Will you transcribe all the entries word for word, skipping the pictures they hold?

▶ _DATA FOR THIS EXERCISE_:
──────

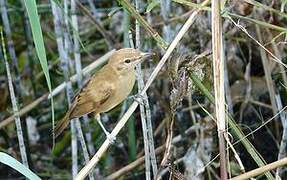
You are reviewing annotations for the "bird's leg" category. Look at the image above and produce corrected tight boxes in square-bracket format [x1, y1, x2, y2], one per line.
[128, 94, 147, 106]
[95, 114, 116, 144]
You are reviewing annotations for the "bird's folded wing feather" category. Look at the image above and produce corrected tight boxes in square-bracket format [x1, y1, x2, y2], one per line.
[70, 78, 114, 118]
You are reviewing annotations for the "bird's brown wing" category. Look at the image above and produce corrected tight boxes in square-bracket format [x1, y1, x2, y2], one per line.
[55, 77, 114, 137]
[70, 79, 114, 118]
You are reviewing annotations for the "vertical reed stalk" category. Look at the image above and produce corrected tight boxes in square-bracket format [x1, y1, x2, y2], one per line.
[211, 0, 227, 180]
[135, 0, 157, 177]
[0, 28, 29, 167]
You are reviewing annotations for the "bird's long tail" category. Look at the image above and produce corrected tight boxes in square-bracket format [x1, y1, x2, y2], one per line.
[54, 111, 70, 138]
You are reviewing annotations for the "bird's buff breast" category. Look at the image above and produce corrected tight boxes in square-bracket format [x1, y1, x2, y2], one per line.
[100, 72, 136, 112]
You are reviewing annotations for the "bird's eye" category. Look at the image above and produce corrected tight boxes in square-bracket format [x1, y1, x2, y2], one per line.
[125, 59, 131, 63]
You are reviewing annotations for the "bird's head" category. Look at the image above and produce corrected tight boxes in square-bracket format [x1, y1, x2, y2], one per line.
[108, 48, 152, 73]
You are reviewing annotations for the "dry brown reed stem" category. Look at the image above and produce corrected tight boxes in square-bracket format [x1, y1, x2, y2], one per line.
[230, 157, 287, 180]
[105, 145, 165, 180]
[211, 0, 227, 180]
[0, 50, 115, 129]
[75, 0, 209, 180]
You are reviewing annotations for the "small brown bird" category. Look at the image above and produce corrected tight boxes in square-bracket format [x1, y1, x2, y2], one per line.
[55, 48, 151, 137]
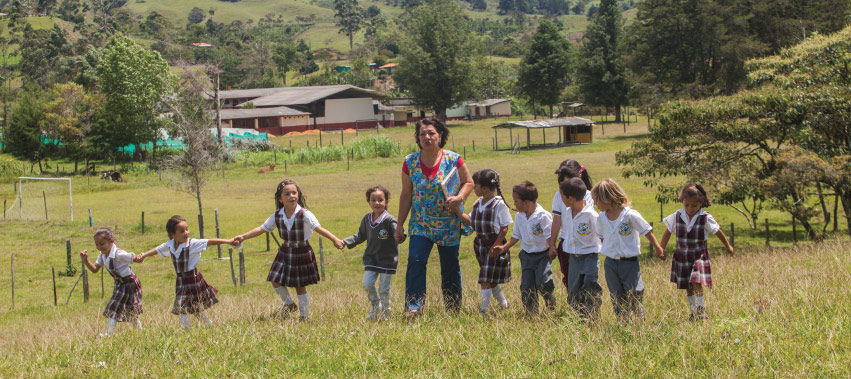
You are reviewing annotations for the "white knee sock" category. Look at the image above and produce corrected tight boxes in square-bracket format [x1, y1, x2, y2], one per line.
[195, 311, 213, 325]
[298, 294, 310, 318]
[106, 318, 115, 336]
[481, 288, 492, 312]
[180, 315, 189, 329]
[491, 284, 508, 307]
[275, 286, 293, 305]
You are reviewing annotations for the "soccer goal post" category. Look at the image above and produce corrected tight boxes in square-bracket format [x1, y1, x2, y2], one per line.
[12, 176, 74, 221]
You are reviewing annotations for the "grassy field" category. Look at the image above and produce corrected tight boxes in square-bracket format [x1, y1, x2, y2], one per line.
[0, 121, 851, 377]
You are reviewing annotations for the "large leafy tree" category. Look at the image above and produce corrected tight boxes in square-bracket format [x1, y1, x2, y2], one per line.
[394, 0, 482, 116]
[617, 28, 851, 238]
[576, 0, 630, 121]
[518, 20, 570, 117]
[43, 83, 100, 171]
[334, 0, 366, 49]
[98, 34, 174, 153]
[3, 92, 46, 172]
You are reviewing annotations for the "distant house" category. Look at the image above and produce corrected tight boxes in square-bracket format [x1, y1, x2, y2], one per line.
[467, 99, 511, 118]
[378, 63, 399, 76]
[219, 85, 394, 135]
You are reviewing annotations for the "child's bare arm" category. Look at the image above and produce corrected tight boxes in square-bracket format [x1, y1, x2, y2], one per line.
[207, 238, 239, 246]
[133, 248, 157, 263]
[314, 226, 345, 249]
[488, 226, 508, 257]
[715, 229, 734, 255]
[80, 250, 100, 272]
[233, 226, 266, 244]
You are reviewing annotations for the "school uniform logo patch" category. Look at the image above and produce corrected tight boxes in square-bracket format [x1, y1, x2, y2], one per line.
[618, 222, 632, 236]
[576, 222, 591, 237]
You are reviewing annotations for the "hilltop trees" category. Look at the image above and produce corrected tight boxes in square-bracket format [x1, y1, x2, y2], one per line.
[576, 0, 630, 122]
[517, 20, 570, 117]
[394, 0, 481, 117]
[617, 28, 851, 238]
[98, 34, 174, 153]
[334, 0, 366, 49]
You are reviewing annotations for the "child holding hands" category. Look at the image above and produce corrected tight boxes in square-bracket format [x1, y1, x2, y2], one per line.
[454, 169, 513, 313]
[493, 181, 556, 315]
[135, 215, 236, 329]
[80, 228, 142, 337]
[661, 184, 733, 320]
[343, 186, 399, 320]
[234, 180, 343, 320]
[592, 179, 665, 321]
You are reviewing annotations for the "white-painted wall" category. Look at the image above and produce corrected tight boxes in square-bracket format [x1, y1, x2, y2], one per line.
[324, 97, 376, 124]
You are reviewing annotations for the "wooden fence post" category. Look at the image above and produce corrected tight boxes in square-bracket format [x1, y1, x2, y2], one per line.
[730, 222, 736, 247]
[81, 263, 89, 303]
[41, 191, 49, 220]
[765, 218, 771, 247]
[50, 267, 57, 307]
[65, 240, 71, 266]
[11, 254, 15, 309]
[228, 247, 236, 287]
[792, 216, 798, 246]
[214, 209, 221, 259]
[239, 248, 245, 286]
[319, 238, 325, 280]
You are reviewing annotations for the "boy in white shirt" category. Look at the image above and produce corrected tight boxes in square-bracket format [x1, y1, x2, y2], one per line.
[494, 181, 556, 315]
[591, 179, 665, 321]
[559, 178, 603, 319]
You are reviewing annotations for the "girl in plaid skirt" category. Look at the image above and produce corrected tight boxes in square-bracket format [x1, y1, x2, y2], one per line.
[661, 184, 733, 319]
[234, 180, 343, 320]
[80, 228, 142, 337]
[455, 169, 514, 313]
[136, 215, 236, 329]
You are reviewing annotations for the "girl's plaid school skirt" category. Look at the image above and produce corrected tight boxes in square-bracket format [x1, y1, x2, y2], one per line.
[103, 273, 142, 322]
[473, 234, 511, 284]
[171, 269, 219, 315]
[671, 250, 712, 290]
[266, 241, 319, 287]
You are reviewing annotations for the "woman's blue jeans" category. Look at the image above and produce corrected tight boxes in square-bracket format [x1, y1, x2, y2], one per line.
[405, 236, 461, 311]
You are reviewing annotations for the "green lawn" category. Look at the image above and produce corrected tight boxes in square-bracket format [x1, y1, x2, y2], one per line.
[0, 121, 851, 377]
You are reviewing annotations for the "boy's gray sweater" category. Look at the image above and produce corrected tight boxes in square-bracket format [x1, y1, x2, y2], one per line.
[343, 212, 399, 274]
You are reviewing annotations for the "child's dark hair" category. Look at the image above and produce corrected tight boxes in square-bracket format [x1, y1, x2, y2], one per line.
[513, 180, 538, 201]
[165, 215, 186, 238]
[366, 184, 390, 203]
[558, 178, 588, 200]
[275, 179, 307, 210]
[414, 118, 449, 149]
[473, 168, 513, 209]
[680, 183, 712, 208]
[555, 159, 593, 188]
[94, 226, 115, 241]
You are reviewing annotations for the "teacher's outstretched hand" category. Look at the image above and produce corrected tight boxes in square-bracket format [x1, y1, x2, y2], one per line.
[394, 119, 473, 317]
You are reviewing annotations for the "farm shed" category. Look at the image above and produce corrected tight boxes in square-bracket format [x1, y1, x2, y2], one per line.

──────

▶ _TASK RESULT_:
You are reviewing annotations for the "bird's leg" category. Look at the image above and produce corrected tight boxes in square-bracket format [x1, y1, x2, y2], one per line.
[128, 94, 147, 106]
[95, 114, 116, 144]
You are reviewing annotations for the "bird's folded wing feather" category. Look at the image above and produce corrected tight boxes in square-bracket format [x1, y1, x2, y2], one per line.
[70, 78, 114, 118]
You are reviewing annotations for the "bird's brown wing" category. Look at the image above and produce corrected tight boxes in square-bracket format [x1, y1, x2, y2], one per line.
[55, 77, 114, 137]
[70, 79, 114, 118]
You are reviewing annotations for the "vertical reed stalk" category. Look at the image above and produce corrected tight boxes in square-bracket format [x1, y1, x2, y2], one per line.
[211, 0, 227, 180]
[135, 0, 157, 177]
[0, 28, 29, 167]
You are reviewing annotations for the "bird's long tail" category. Look at the image above and produce corrected tight boxes in square-bracket format [x1, y1, x2, y2], one per line.
[54, 111, 70, 138]
You are reviewing annotations for the "bird's buff breast" category. Look at the image above and produce corrected tight boxes in square-bracket format [x1, y1, x2, y2], one per line.
[100, 72, 136, 112]
You are reviewing annotations for the "bird's eye" category. Look at the image above and produce corrected tight boxes in square-bracket format [x1, y1, x2, y2], one per line.
[125, 59, 131, 63]
You are reviewing annotations for the "bird's head" category. Look at the image above and produce corrected tight boxes in square-bracket format [x1, y1, x2, y2], one per line.
[108, 48, 152, 73]
You are reviewing annotations for the "dry brown reed stem" category. Look at the image above and produce corrected tight boxes in square-bracket format [x1, y1, x2, y2], one per line.
[230, 157, 287, 180]
[105, 145, 165, 180]
[211, 0, 227, 180]
[0, 50, 115, 129]
[75, 0, 209, 180]
You are reviewing annotations for the "small brown bird" category. Look at the image above and produce corrected tight boxes in square-bracket format [x1, y1, x2, y2], one per line.
[55, 48, 151, 137]
You are reviewing annotations for the "white knee sock" category. Look at the image above and produce corrected tight boxes in square-bracket format [x1, y1, x2, y2], one per line.
[195, 311, 213, 325]
[298, 294, 310, 318]
[106, 318, 115, 336]
[481, 288, 492, 312]
[180, 315, 189, 329]
[491, 284, 508, 307]
[275, 286, 293, 305]
You are reviewing annotations for the "soccer goal post" category. Look at the image above and produce corrected tight boxes in square-bracket format [x1, y1, x2, y2], one per line.
[12, 176, 74, 221]
You are reviewing annotations for the "grassy field" category. Look at the image above and produce corrected tight boxes in square-bracket format [x1, y1, x2, y2], one per line.
[0, 121, 851, 377]
You are reviewing annotations for the "large leafy tree" category. Look at the image above and produce corrected tight boxes in square-bracket format [x1, y1, x2, y2], one per line.
[394, 0, 482, 116]
[617, 28, 851, 238]
[576, 0, 630, 121]
[518, 20, 570, 117]
[43, 83, 100, 171]
[334, 0, 366, 49]
[98, 34, 174, 153]
[3, 92, 46, 172]
You are reviewing annotations for the "distant house" category. Look at the image above and produce corrected tight boxes in square-bracket format [x1, y1, x2, y2], one per line.
[467, 99, 511, 118]
[378, 63, 399, 76]
[219, 85, 394, 135]
You are reviewing annotations for the "child's bare arm" category. Look at the image above and produce corrected tight boxes in square-bracket format [x1, y1, x2, y2], one per line.
[207, 238, 239, 246]
[133, 248, 157, 263]
[314, 226, 345, 249]
[488, 226, 508, 257]
[715, 229, 734, 255]
[80, 250, 100, 272]
[233, 226, 266, 244]
You are reviewing annotations for the "school uniform logo patch" category. Look at the image above and produce corrected tight boxes in square-bracket format [x1, y1, x2, y2], one per line.
[618, 222, 632, 236]
[576, 222, 591, 237]
You are reviewing annotations for the "hilltop trees" category. Look at the image above and produce corrected tight boxes in square-bracket format [x1, y1, x2, y2], one per line.
[576, 0, 630, 122]
[517, 20, 570, 117]
[394, 0, 481, 117]
[617, 28, 851, 238]
[98, 34, 174, 153]
[334, 0, 366, 49]
You are reviewing annotations for the "child holding hands" category. Look at the image above and produce corrected tight boxes in square-bracket format [x1, y1, x2, y2], one per line.
[454, 169, 513, 313]
[493, 181, 556, 315]
[135, 215, 236, 329]
[80, 228, 142, 337]
[661, 184, 733, 320]
[343, 186, 399, 320]
[234, 180, 343, 320]
[592, 179, 665, 321]
You are reviewing annotations for the "white-painted wall" category. Look at the image above and produce corrected tight boxes in square-bracket format [x1, y1, x2, y2], one per line.
[324, 97, 376, 124]
You are reviewing annotations for the "wooden fence post" category. Look at the image above and produce corrected tight boxes in square-bracket format [x1, y1, x2, y2], one per line.
[730, 222, 736, 247]
[81, 263, 89, 303]
[41, 191, 49, 220]
[765, 218, 771, 247]
[50, 267, 57, 307]
[65, 240, 71, 266]
[11, 254, 15, 309]
[228, 247, 236, 287]
[792, 216, 798, 246]
[214, 209, 221, 259]
[239, 248, 245, 286]
[319, 238, 325, 280]
You are reviewing annotations for the "boy in white shirt" category. Look at the image above and produce corrected tight boxes in square-bracket format [x1, y1, x2, y2], one per line.
[494, 181, 556, 315]
[591, 179, 665, 321]
[559, 178, 603, 319]
You are reviewing annotations for the "girl in plaid skirt" category. Look at the image above and produce corrected tight boxes in square-bracket format [x1, y1, x2, y2], one per line.
[661, 184, 733, 319]
[234, 180, 343, 320]
[80, 228, 142, 337]
[455, 169, 514, 313]
[136, 215, 236, 329]
You are reviewing annotations for the "girl's plaid school skirt" category. Look at the image above and produce corrected tight boxes in square-bracket format [x1, y1, x2, y2], one per line.
[103, 273, 142, 322]
[473, 234, 511, 284]
[171, 269, 219, 315]
[671, 250, 712, 290]
[266, 241, 319, 287]
You are reviewing annotations for the "woman's blue jeans" category. Look at the image above and produce corrected tight boxes in square-bracket format [x1, y1, x2, y2], one per line.
[405, 236, 461, 311]
You are reviewing annotations for the "green lawn" category. Look at the image above and produce corrected tight boxes in square-bracket format [x1, y1, x2, y2], one per line.
[0, 121, 851, 377]
You are reviewing annotations for the "boy's gray sweater" category. Look at the image above and produce corrected tight boxes in square-bracket format [x1, y1, x2, y2], one per line.
[343, 212, 399, 274]
You are reviewing annotations for the "child's dark hair" category. Look at the image above and produce corrected tight boxes in square-bracket format [x1, y1, x2, y2], one per line.
[513, 180, 538, 201]
[165, 215, 186, 238]
[366, 184, 390, 203]
[558, 178, 588, 200]
[275, 179, 307, 210]
[414, 118, 449, 149]
[473, 168, 513, 209]
[680, 183, 712, 208]
[555, 159, 593, 188]
[94, 226, 115, 241]
You are reviewing annotations for the "teacher's outstretched hand" category. Look at the image above and produce corrected tight boxes in square-bracket format [x1, y1, x2, y2], one per line.
[394, 119, 473, 317]
You are reviewing annotations for the "farm shed" category. Look at the image above and produce corrected tight boxes in square-bracket format [x1, y1, x2, y2], one per line.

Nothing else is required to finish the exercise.